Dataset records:
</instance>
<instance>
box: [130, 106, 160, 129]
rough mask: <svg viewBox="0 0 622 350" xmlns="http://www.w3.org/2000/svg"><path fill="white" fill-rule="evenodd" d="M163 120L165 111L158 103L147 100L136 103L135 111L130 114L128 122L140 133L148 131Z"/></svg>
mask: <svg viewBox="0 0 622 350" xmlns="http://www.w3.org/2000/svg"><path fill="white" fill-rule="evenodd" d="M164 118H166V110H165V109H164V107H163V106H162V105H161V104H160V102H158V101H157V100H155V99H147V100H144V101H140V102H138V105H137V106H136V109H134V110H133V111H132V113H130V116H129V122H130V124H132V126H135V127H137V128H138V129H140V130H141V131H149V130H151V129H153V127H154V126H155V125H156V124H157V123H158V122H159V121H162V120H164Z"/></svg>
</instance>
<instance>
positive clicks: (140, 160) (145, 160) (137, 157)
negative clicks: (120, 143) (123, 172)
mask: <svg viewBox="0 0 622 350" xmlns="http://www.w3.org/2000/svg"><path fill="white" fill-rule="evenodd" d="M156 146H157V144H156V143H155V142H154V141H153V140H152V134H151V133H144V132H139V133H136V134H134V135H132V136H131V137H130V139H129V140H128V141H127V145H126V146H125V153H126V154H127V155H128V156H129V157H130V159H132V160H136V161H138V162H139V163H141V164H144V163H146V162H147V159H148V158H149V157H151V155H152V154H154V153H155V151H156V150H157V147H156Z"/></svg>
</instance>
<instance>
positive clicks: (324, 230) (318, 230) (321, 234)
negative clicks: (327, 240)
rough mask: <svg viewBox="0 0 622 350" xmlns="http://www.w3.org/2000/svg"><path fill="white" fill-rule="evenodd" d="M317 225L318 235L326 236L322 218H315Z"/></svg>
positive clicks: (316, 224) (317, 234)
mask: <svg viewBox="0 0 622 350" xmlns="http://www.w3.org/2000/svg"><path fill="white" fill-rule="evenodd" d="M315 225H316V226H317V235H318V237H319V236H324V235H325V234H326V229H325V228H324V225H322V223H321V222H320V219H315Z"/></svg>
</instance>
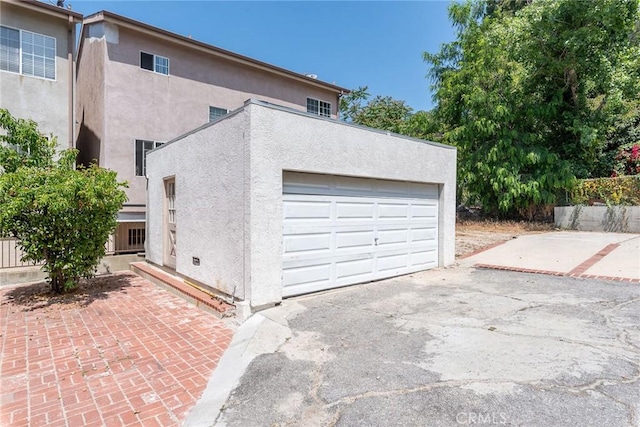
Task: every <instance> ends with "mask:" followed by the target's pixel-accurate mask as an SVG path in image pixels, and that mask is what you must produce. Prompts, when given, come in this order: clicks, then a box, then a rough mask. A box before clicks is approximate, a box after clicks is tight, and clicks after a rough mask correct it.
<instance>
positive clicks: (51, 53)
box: [0, 0, 82, 149]
mask: <svg viewBox="0 0 640 427" xmlns="http://www.w3.org/2000/svg"><path fill="white" fill-rule="evenodd" d="M81 21H82V15H80V14H79V13H76V12H72V11H70V10H68V9H65V8H61V7H56V6H53V5H50V4H47V3H43V2H39V1H27V0H23V1H16V0H2V2H0V107H1V108H6V109H8V110H9V112H10V113H11V114H12V115H13V116H15V117H19V118H24V119H32V120H34V121H36V122H37V123H38V125H39V128H40V130H41V131H42V132H43V133H45V134H53V135H55V136H56V137H57V138H58V144H59V148H60V149H66V148H71V147H73V141H74V137H75V134H74V121H75V116H74V95H75V83H74V82H75V74H74V73H75V64H74V53H75V39H76V25H77V24H78V23H79V22H81Z"/></svg>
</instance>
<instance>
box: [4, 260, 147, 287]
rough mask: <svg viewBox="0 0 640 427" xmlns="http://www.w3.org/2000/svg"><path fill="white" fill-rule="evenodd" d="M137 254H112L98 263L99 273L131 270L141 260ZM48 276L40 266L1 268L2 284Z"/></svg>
mask: <svg viewBox="0 0 640 427" xmlns="http://www.w3.org/2000/svg"><path fill="white" fill-rule="evenodd" d="M141 259H142V258H140V257H139V256H138V255H136V254H127V255H110V256H106V257H104V258H102V260H100V264H98V273H97V274H106V273H115V272H116V271H127V270H129V264H131V263H132V262H136V261H140V260H141ZM46 278H47V275H46V274H45V273H44V272H43V271H42V270H41V269H40V266H37V265H36V266H32V267H16V268H3V269H0V286H8V285H19V284H22V283H31V282H40V281H43V280H45V279H46Z"/></svg>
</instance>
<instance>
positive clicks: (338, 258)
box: [283, 248, 375, 269]
mask: <svg viewBox="0 0 640 427" xmlns="http://www.w3.org/2000/svg"><path fill="white" fill-rule="evenodd" d="M373 258H375V252H374V251H373V249H372V250H370V251H368V252H363V251H362V249H361V248H345V249H343V250H341V251H340V252H334V251H332V252H331V253H325V254H305V253H293V254H287V255H284V256H283V268H284V269H288V268H298V267H304V266H308V265H318V264H327V263H332V262H333V263H336V262H342V261H353V260H359V259H373Z"/></svg>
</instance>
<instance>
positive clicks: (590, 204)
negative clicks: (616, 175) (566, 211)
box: [570, 175, 640, 206]
mask: <svg viewBox="0 0 640 427" xmlns="http://www.w3.org/2000/svg"><path fill="white" fill-rule="evenodd" d="M570 199H571V204H574V205H593V204H594V203H604V204H607V205H624V206H640V175H632V176H620V177H617V178H594V179H581V180H578V182H577V184H576V186H575V187H574V188H573V190H572V191H571V197H570Z"/></svg>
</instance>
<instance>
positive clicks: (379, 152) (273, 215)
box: [147, 101, 456, 307]
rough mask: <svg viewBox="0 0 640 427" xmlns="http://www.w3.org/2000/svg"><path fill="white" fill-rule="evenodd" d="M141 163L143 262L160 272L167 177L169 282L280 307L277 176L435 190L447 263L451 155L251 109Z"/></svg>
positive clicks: (326, 125)
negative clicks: (142, 181)
mask: <svg viewBox="0 0 640 427" xmlns="http://www.w3.org/2000/svg"><path fill="white" fill-rule="evenodd" d="M147 161H148V163H147V167H148V172H149V192H148V195H149V196H148V204H149V207H150V209H149V210H148V212H149V213H148V222H147V258H148V259H149V260H150V261H152V262H154V263H157V264H162V254H163V240H162V233H163V228H162V219H161V217H160V215H159V212H162V206H163V205H162V203H163V197H164V195H163V181H162V180H163V178H164V177H167V176H171V175H174V174H175V176H176V188H177V196H176V206H177V212H178V214H177V217H178V219H177V233H178V239H177V240H178V248H177V250H178V259H177V265H176V270H177V272H178V273H180V274H183V275H185V276H188V277H192V278H194V279H196V280H199V281H201V282H203V283H205V284H207V285H210V286H213V287H216V288H218V289H220V290H222V291H224V292H227V293H232V292H233V288H234V287H235V289H236V296H237V297H239V298H242V299H246V300H249V301H250V302H251V305H252V306H253V307H259V306H263V305H268V304H273V303H276V302H279V301H281V299H282V271H281V270H282V176H283V171H300V172H311V173H321V174H334V175H346V176H354V177H368V178H378V179H388V180H400V181H412V182H424V183H435V184H439V188H440V194H439V205H440V211H439V224H438V233H439V236H438V239H439V247H438V251H439V265H441V266H442V265H449V264H452V263H453V262H454V260H455V193H456V191H455V184H456V150H455V148H453V147H448V146H443V145H439V144H434V143H428V142H426V141H420V140H415V139H410V138H405V137H401V136H398V135H390V134H387V133H385V132H381V131H376V130H372V129H366V128H361V127H357V126H350V125H346V124H344V123H342V122H338V121H336V120H331V119H322V118H316V117H313V116H310V115H307V114H304V113H297V112H293V111H290V110H286V109H282V108H279V107H274V106H267V105H265V104H263V103H260V102H254V101H250V102H247V103H246V104H245V106H244V108H243V109H242V110H240V111H238V112H237V113H235V114H234V115H232V116H231V117H229V118H227V119H223V120H221V121H219V122H218V123H216V124H213V125H211V126H208V127H205V128H202V129H200V130H197V131H195V132H193V133H191V134H189V135H187V136H184V137H181V138H178V139H177V140H176V141H174V142H172V143H171V144H168V145H166V146H164V147H161V148H159V149H157V150H155V151H153V152H151V153H150V154H149V155H148V157H147ZM192 256H198V257H200V259H201V265H200V266H199V267H195V266H193V265H192V263H191V257H192Z"/></svg>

Exercise aim: Extract the lines from the records verbatim, beginning with the line that contains "163L143 262L160 272L167" and continuing through the line that contains "positive clicks: (326, 125)", with both of those lines included.

Exercise response:
rough mask: <svg viewBox="0 0 640 427" xmlns="http://www.w3.org/2000/svg"><path fill="white" fill-rule="evenodd" d="M141 163L143 262L160 272L167 177L169 282L280 307L277 176L435 190L447 263L451 155L251 109Z"/></svg>
positive clicks: (326, 125)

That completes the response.